Chciałam podziękować Slasi
Dostałam taką oto wiadomość:
"Dzień dobry,
Zapoznałam się z kilkoma dniami z Pani pamiętnika i nie mogę się
oprzeć, żeby nie napisać do Pani. Chociaż jesteśmy sobie obce, to
jednak zmartwiłam się tym, co przeczytałam i mam do Pani pytanie, czy w
ostatnim czasie sprawdzała sobie Pani poziom cukru?
Je Pani bardzo dużo słodkości, jest Pani senna. Jeśli jeszcze do tego
dochodzi wzmożone pragnienie, to polecałabym zrobić badanie...
Sprawdzić nie zaszkodzi.
Pozdrawiam, Slasia"
Chciałam odpowiedzieć, ale wyświetla mi się komunikat:
Wiadomość nie została wysłana. Adresatem jest nieznany użytkownik.
Zatem odpowiem tutaj:
Dzięki za troskę i czujność :)
Badania robię w miarę regularnie, właśnie zbliża się termin kolejnych. Do tej pory wszystko było w normie, ale wiem, że muszę być czujna, bo moi rodzice mają właśnie cukrzycę. Ale ma Pani rację, wszystkie objawy wskazują, że coś może być nie tak. Do tej pory senność zrzucałam na marną pogodę i na wczesne wstawanie oraz siedzenie do późna. Obiecuję, że będę czujna i niedługo się zbadam :)
Dziękuję i pozdrawiam!
O rany!!! Jak ja się nie mogę zabrać do
papierkowej roboty!!!
Muszę wypełnić dziennik zajęć dodatkowych, a tak nie mogę się do tego zabrać. Muszę opisać osiągnięcia 17 dzieciaków. Brrr! Nie lubię tego!
A tu już weekend zmierza ku końcowi :((( Zimno i mokro, ale przynajmniej było wolne.
Bilans dnia: waga 96,6 kg
śniadanie: pół omleta (tak jak wczoraj) z dżemikiem jabłkowym bardzo nisko słodzonym, własnej roboty
II śniadanie: batonik fitness z automatu na basenie (90 kcal - sprawdzałam na opakowaniu!), po przepłynięciu 36 długości w ciągu 30 min.
obiad: kawałek pizzy (połowa tego co wczoraj) bez piwa
Kolacja: ok. 150 g kartoflaka i kawałeczek babki i lampka koniaku.
Ostatni punkt programu zaliczyłam u teściowej. Babka i koniak był na cześć naszej "osiemnastki", która po raz pierwszy głosowała w wyborach. Dziadek był dumny niesłychanie, że wnuczka skorzystała z jego sugestii.

::::

**Polecenie 1:**
Ile kalorii miał batonik fitness z automatu na basenie według fragmentu?

::::

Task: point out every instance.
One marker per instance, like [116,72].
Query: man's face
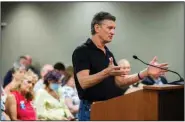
[23,61]
[106,30]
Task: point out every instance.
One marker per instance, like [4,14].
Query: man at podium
[97,76]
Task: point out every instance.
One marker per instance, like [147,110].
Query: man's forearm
[130,79]
[91,80]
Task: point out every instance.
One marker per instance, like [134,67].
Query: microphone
[175,82]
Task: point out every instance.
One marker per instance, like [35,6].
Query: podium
[150,103]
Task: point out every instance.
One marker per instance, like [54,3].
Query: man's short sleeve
[80,59]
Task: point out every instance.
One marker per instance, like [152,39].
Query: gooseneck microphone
[181,79]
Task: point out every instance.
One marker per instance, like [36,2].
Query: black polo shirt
[88,56]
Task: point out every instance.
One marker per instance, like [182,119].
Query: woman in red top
[19,102]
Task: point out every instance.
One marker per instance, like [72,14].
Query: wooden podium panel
[150,103]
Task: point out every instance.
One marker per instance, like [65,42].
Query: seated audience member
[30,66]
[40,84]
[60,67]
[70,93]
[17,75]
[22,61]
[48,101]
[19,102]
[4,116]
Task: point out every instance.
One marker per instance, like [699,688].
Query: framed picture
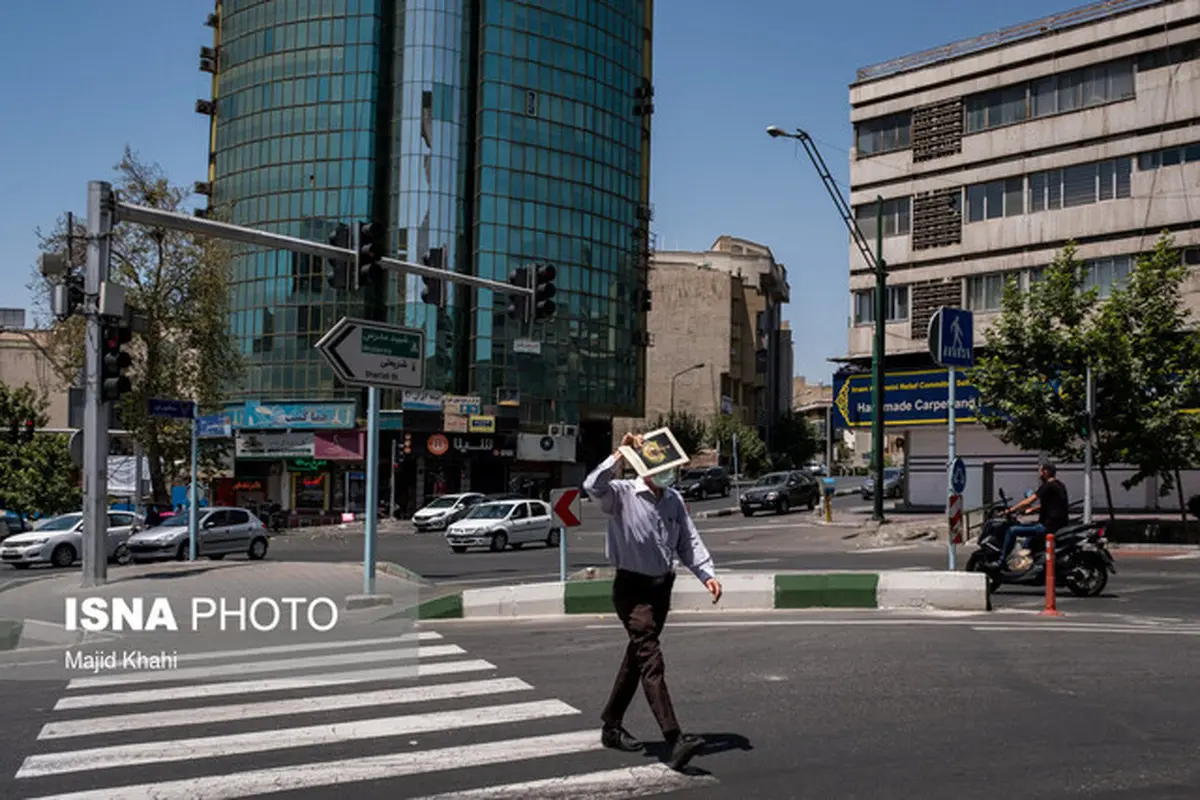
[658,453]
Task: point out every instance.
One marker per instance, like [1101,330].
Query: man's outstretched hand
[714,588]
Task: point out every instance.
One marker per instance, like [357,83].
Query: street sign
[952,337]
[214,426]
[954,512]
[567,506]
[375,354]
[172,409]
[958,476]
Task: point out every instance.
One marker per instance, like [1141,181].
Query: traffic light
[370,252]
[335,268]
[519,302]
[113,362]
[543,304]
[432,292]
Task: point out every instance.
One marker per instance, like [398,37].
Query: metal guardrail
[1003,36]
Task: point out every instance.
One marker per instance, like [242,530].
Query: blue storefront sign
[910,397]
[295,416]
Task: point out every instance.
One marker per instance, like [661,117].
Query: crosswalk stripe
[180,750]
[209,672]
[628,782]
[177,717]
[307,647]
[348,770]
[258,686]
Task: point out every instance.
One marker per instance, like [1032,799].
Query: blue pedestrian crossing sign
[958,476]
[952,337]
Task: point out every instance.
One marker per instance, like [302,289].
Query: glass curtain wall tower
[508,133]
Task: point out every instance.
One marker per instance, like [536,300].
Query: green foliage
[688,428]
[796,440]
[39,475]
[751,451]
[181,283]
[1032,374]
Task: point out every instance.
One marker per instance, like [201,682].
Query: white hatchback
[499,524]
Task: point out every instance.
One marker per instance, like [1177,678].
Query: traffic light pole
[95,421]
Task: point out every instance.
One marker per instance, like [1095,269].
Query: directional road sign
[952,337]
[172,409]
[958,476]
[375,354]
[568,509]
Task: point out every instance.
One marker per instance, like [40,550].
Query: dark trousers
[642,603]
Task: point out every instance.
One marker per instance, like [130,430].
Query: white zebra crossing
[126,752]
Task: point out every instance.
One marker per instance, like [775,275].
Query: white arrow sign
[375,354]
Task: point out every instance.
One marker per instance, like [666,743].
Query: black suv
[703,482]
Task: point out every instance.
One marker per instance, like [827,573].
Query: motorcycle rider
[1053,511]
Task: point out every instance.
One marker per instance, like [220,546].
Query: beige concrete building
[718,342]
[990,155]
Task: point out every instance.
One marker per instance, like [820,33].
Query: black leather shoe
[685,747]
[617,738]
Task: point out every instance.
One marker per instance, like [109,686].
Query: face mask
[664,480]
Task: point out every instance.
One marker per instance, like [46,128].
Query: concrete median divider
[744,591]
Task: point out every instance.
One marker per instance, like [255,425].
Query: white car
[499,524]
[59,541]
[444,510]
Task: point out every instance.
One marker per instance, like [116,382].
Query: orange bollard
[1051,608]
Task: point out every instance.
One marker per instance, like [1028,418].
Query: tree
[751,451]
[688,428]
[37,475]
[1147,324]
[180,282]
[796,439]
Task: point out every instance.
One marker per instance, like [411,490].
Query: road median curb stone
[743,591]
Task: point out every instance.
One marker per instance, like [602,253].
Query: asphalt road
[799,705]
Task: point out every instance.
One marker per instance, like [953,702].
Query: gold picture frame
[660,451]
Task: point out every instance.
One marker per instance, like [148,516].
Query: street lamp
[875,260]
[675,377]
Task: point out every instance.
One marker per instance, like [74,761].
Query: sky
[89,78]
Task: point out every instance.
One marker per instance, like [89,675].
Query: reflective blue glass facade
[504,132]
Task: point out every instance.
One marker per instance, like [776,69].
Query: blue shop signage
[910,397]
[295,416]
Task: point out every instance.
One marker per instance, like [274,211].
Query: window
[1186,154]
[883,134]
[995,199]
[897,220]
[897,307]
[1104,274]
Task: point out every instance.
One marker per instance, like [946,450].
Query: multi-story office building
[991,155]
[719,344]
[503,133]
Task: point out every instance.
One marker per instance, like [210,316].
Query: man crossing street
[648,528]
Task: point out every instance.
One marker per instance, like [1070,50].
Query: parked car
[499,524]
[59,540]
[893,483]
[780,492]
[701,483]
[220,531]
[444,510]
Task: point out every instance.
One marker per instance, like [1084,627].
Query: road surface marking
[204,673]
[258,686]
[351,770]
[309,647]
[628,782]
[177,717]
[240,744]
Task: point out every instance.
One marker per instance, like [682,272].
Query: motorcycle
[1081,554]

::::

**Polecenie 2:**
Podaj, w ilu wierszach zestawienia występuje ciąg „median”. Odpowiedz samą liczbą.

**Pełna odpowiedź 1:**
90 kcal.

**Pełna odpowiedź 2:**
2